*TEXTAUSZUG:*
Auch der kleine Bruno aus der Nachbarschaftsschule in Lindenau schrieb den Politiker etwas ins Stammbuch. An seiner Schule müssten sich Kinder zum Teil einen Stuhl teilen. Grund ist der Lehrermangel. „Unsere Vertretungsliste ist teilweise drei Seiten lang“, berichtete der Sechstklässler. Dass nun Quereinsteiger an die Schulen verpflichtet würden, sei nur eine Notlösung, sagte Dulig. Eigentlich sei es „peinlich und beschämend“. Die Wahrheit sei aber auch: „Es gibt leider keine schnelle Antwort.“ Denn die Lehrer müssten erst ausgebildet werden – und dafür habe die Landesregierung inzwischen die Weichen stellt.

*BEREITGESTELLTE ANGABEN:*

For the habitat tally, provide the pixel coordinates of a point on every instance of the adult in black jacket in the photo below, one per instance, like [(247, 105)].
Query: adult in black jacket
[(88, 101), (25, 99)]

*AUFGABEN:*
- a) Beantworte diese Fragen zum Textauszug über den Lehrermangel:
(i) Welche Klasse besucht Bruno?
(ii) Was müssen sich Kinder an Brunos Schule zum Teil teilen?
(iii) Warum gibt es laut Dulig keine schnelle Antwort?
- b) Fasse den Textauszug über den Lehrermangel in zwei Sätzen zusammen.

*LÖSUNGEN:*
- a)
(i) Die sechste Klasse.
(ii) Einen Stuhl.
(iii) Weil die Lehrer erst ausgebildet werden müssen.

- b) Der Sechstklässler Bruno aus der Nachbarschaftsschule in Lindenau berichtete, dass sich Kinder dort wegen des Lehrermangels zum Teil einen Stuhl teilen müssen und die Vertretungsliste teilweise drei Seiten lang ist. Dulig nannte den Einsatz von Quereinsteigern nur eine Notlösung und erklärte, es gebe keine schnelle Antwort, weil Lehrer erst ausgebildet werden müssten.